-- EXERCISE TEXT follows --
Testimony in Aventura Murder Trial Continues

Kaufman is charged with second-degree murder in the death of his wife, Lina Kaufman

In a trial that never seems short on drama, Wednesday began Adam Kaufman's defense team demanding a mistrial.

The defense attorney Al Milian said the state's key witness, Medical Examiner Dr. Bruce Hyma talked to prosecutors privately about how to give more effective answers to cross-examination question. Judge Bronwyn Miller said there's no evidence of collusion, and denied the defense request to question Hyma in front of the jury about what he said to prosecutors.

"That is outrageous," said Milian. "You have systematically taken the side of the government through this trial, you are not allowing us to cross-examine a witness who violated a court order."

Kaufman is charged with second-degree murder in the death of his wife, Lina Kaufman. The state says he strangled her. Kaufman maintains his wife collapsed from natural causes and smashed her neck on a magazine rack in the bathroom of their Aventura home.

Hyma ruled the death a homicide by mechanical asphyxiation after an 18 month investigation. On Wednesday in court, Hyma revealed that on Tuesday night he found tissue samples of Lina Kaufman's heart that had been missing since 2007. Milian says that fits a pattern of evidence being mishandled in this case. Hyma said it was insignificant.
-- EXERCISE TEXT concluded --
-- DATA SUPPLIED follows --
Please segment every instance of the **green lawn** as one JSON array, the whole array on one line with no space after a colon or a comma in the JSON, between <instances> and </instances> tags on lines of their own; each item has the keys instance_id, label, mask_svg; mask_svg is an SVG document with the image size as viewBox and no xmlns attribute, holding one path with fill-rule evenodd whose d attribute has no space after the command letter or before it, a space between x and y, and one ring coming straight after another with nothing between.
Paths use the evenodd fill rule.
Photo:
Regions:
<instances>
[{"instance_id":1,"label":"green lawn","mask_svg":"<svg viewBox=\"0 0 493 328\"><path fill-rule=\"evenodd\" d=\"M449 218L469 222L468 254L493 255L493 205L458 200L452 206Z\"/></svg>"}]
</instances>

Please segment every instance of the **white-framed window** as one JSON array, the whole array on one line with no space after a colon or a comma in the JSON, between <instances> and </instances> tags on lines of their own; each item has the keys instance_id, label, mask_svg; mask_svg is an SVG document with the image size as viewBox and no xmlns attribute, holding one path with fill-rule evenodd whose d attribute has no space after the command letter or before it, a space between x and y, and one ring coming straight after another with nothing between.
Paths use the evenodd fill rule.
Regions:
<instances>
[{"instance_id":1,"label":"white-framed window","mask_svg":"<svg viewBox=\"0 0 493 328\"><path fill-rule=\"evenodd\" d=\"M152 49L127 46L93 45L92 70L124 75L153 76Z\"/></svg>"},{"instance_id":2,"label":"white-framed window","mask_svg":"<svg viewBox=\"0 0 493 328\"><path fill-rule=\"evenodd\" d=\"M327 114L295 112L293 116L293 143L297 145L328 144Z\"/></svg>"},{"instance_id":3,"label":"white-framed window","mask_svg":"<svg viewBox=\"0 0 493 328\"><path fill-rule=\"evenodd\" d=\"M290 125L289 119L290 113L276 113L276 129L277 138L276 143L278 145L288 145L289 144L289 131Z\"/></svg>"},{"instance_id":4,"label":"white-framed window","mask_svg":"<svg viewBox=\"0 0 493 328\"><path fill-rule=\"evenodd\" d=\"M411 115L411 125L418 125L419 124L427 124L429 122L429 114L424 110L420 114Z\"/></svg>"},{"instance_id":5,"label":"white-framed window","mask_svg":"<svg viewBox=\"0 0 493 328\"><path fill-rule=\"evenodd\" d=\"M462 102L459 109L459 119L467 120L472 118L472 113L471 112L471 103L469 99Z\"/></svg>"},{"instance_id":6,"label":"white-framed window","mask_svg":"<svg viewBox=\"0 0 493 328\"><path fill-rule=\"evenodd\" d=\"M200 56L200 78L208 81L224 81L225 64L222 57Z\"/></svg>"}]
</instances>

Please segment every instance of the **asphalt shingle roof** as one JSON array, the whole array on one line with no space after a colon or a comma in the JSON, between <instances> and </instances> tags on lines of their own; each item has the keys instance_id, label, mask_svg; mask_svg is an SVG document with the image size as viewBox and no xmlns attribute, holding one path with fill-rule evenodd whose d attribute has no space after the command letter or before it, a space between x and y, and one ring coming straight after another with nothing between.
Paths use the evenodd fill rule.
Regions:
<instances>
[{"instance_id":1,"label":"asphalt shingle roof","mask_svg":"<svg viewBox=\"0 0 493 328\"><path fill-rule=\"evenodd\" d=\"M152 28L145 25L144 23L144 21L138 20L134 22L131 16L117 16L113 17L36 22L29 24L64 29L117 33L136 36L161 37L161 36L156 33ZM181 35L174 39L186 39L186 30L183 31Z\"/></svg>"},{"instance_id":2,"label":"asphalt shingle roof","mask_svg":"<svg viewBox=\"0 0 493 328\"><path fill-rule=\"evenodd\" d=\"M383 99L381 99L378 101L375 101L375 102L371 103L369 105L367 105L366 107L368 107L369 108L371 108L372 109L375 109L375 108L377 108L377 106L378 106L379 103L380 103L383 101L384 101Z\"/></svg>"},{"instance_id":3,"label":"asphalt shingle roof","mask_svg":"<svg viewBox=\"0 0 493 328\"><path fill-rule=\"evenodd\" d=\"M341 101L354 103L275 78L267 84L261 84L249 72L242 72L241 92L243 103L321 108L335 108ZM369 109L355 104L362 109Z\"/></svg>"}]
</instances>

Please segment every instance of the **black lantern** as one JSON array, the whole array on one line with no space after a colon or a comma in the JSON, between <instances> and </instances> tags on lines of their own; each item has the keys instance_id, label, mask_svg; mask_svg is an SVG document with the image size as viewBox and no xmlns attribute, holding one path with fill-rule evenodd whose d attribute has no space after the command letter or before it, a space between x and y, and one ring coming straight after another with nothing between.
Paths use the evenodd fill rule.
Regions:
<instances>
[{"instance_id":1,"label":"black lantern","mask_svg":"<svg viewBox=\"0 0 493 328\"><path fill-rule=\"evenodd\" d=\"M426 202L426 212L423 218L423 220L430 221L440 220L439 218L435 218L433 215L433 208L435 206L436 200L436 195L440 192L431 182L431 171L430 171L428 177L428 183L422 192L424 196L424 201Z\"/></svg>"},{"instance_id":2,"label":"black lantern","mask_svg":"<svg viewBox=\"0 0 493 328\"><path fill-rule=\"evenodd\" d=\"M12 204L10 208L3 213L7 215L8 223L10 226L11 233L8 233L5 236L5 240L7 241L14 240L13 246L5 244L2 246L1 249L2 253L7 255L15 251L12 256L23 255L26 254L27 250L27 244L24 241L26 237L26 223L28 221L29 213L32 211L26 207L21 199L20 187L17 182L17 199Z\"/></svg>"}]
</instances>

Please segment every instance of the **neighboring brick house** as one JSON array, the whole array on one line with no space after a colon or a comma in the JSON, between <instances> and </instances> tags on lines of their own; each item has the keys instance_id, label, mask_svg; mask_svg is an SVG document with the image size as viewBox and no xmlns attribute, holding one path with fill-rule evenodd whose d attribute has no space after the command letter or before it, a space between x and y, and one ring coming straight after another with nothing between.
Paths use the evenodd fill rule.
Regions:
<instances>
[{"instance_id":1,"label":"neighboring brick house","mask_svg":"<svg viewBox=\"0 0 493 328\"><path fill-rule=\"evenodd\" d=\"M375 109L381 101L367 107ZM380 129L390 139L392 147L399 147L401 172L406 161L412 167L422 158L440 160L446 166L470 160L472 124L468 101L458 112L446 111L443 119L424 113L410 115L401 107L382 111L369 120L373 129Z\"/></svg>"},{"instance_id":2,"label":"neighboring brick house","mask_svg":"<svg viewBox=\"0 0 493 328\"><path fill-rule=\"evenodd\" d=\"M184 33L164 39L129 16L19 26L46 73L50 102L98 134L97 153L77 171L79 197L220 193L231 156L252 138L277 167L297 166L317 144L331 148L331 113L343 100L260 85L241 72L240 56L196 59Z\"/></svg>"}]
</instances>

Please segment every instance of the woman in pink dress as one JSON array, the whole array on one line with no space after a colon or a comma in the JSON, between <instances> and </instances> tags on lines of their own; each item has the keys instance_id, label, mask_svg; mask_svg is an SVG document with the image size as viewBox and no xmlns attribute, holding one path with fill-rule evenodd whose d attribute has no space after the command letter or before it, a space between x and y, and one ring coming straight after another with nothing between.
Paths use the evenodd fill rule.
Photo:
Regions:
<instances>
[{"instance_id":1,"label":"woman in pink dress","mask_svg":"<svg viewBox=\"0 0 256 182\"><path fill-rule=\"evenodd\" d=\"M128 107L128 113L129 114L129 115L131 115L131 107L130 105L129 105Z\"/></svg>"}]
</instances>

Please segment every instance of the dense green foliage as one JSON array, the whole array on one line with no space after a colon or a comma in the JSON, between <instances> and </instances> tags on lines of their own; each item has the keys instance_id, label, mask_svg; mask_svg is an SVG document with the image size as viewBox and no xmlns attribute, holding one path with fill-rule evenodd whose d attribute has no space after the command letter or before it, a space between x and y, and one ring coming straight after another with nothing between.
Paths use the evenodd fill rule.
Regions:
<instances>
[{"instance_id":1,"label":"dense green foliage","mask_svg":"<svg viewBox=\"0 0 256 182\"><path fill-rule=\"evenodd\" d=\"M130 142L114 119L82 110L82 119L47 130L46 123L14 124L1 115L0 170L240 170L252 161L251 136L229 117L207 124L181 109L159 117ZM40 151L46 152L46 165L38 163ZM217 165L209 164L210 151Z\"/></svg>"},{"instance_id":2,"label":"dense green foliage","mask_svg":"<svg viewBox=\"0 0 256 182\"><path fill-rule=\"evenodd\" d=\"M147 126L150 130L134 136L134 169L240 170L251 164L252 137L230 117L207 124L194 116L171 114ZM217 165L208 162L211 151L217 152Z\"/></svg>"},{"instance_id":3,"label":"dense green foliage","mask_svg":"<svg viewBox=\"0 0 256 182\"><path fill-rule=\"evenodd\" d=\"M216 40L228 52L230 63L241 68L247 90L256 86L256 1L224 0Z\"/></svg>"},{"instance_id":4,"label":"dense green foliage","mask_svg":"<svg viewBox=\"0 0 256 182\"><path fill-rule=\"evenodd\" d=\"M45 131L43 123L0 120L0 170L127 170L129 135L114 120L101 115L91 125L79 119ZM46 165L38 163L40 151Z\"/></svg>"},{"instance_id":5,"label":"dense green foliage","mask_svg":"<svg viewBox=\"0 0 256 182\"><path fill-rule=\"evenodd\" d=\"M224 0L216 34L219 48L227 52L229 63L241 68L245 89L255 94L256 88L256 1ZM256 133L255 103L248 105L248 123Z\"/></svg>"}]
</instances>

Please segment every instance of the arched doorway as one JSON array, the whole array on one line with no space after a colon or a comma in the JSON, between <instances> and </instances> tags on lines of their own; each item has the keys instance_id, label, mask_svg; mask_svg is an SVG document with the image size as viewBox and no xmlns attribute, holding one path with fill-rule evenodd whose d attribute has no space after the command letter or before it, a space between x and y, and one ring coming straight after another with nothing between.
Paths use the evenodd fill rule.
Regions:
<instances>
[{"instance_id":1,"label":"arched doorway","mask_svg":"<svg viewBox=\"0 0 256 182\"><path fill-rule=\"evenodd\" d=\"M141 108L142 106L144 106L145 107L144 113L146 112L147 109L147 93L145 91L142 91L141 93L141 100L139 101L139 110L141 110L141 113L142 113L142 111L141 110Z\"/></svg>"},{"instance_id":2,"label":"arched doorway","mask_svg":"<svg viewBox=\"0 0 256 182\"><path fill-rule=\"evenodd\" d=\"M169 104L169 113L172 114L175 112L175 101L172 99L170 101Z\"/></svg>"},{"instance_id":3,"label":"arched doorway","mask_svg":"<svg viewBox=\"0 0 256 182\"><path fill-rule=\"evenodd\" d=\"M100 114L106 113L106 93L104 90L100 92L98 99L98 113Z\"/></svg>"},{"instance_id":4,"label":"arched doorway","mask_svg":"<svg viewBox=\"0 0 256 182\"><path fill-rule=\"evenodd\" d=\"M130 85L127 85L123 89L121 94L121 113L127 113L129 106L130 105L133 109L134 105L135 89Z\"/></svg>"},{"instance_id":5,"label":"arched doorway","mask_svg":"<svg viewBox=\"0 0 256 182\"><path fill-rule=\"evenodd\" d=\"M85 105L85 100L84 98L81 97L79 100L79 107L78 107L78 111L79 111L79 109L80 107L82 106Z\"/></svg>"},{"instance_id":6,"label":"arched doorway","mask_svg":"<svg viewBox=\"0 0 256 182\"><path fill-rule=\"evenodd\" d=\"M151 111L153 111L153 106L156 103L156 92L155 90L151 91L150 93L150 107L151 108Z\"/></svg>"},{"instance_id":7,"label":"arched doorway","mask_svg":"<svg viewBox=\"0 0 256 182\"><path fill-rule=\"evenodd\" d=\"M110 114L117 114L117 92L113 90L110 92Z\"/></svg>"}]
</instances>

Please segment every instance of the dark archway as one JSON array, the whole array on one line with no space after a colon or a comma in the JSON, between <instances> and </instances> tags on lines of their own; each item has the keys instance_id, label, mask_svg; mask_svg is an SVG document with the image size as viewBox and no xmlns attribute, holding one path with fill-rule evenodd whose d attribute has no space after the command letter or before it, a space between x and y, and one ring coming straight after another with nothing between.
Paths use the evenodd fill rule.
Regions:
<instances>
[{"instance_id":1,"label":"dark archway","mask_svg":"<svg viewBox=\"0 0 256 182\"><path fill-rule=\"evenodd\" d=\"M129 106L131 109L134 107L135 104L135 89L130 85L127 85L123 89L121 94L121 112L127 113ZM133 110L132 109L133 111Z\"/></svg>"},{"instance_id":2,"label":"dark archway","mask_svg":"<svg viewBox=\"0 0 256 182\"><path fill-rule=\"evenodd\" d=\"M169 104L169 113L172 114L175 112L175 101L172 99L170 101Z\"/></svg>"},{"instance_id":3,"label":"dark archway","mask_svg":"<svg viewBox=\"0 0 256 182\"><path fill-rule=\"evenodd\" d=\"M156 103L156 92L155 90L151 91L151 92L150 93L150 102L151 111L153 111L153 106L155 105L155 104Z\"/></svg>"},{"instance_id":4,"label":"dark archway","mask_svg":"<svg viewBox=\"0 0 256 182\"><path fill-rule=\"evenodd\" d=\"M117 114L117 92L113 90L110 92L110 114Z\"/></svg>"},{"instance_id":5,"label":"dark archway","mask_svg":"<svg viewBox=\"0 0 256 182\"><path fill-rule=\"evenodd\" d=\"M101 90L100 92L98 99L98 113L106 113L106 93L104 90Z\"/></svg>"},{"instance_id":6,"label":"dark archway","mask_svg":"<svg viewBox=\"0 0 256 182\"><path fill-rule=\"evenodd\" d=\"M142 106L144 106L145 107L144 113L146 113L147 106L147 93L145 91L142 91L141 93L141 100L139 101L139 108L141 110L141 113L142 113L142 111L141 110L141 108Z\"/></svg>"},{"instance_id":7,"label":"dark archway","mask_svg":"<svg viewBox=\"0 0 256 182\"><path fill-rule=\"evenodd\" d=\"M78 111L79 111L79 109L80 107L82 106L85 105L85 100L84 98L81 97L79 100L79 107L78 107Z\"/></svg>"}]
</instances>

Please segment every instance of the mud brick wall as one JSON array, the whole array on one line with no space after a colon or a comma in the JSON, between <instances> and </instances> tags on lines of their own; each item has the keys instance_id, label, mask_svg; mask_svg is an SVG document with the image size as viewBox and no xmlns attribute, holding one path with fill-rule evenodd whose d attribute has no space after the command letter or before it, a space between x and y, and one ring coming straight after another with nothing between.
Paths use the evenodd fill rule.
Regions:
-- DATA SUPPLIED concluded --
- _WHAT NEEDS TO BE DONE_
Please continue the article on the Kaufman murder trial from where it stops. The records have nothing to do with the article on the Kaufman murder trial.

- _RESPONSE TO THE EXERCISE_
"You're not going to let the facts get in the way of your opinion, are you?" said Milian to Hyma, in front of the jury. "You're going to say anything you can to support the government's position, aren't you?"

"That's not true and you know it," responded dr. Hyma.

Later, under questioning from the prosecutor, Hyma reiterated what he said on Tuesday, that even if Lina Kaufman had fainted in the bathroom that would not explain her death.

"This injury pattern doesn't come from fainting. the magazine rack can't do the type of damage Ms. Kaufman had on her neck, it's a force applied by another person," Hyma said.

The prosecution also brought in University of Florida physics professor James Ipser. He was hired by the state to study how Lina Kaufman's body would've fallen if she had actually pitched forward from the toilet as the defense claims. He made a video showing a figure falling foward, but hitting its head not the neck, on the magazine rack. The jury was out when the video was played.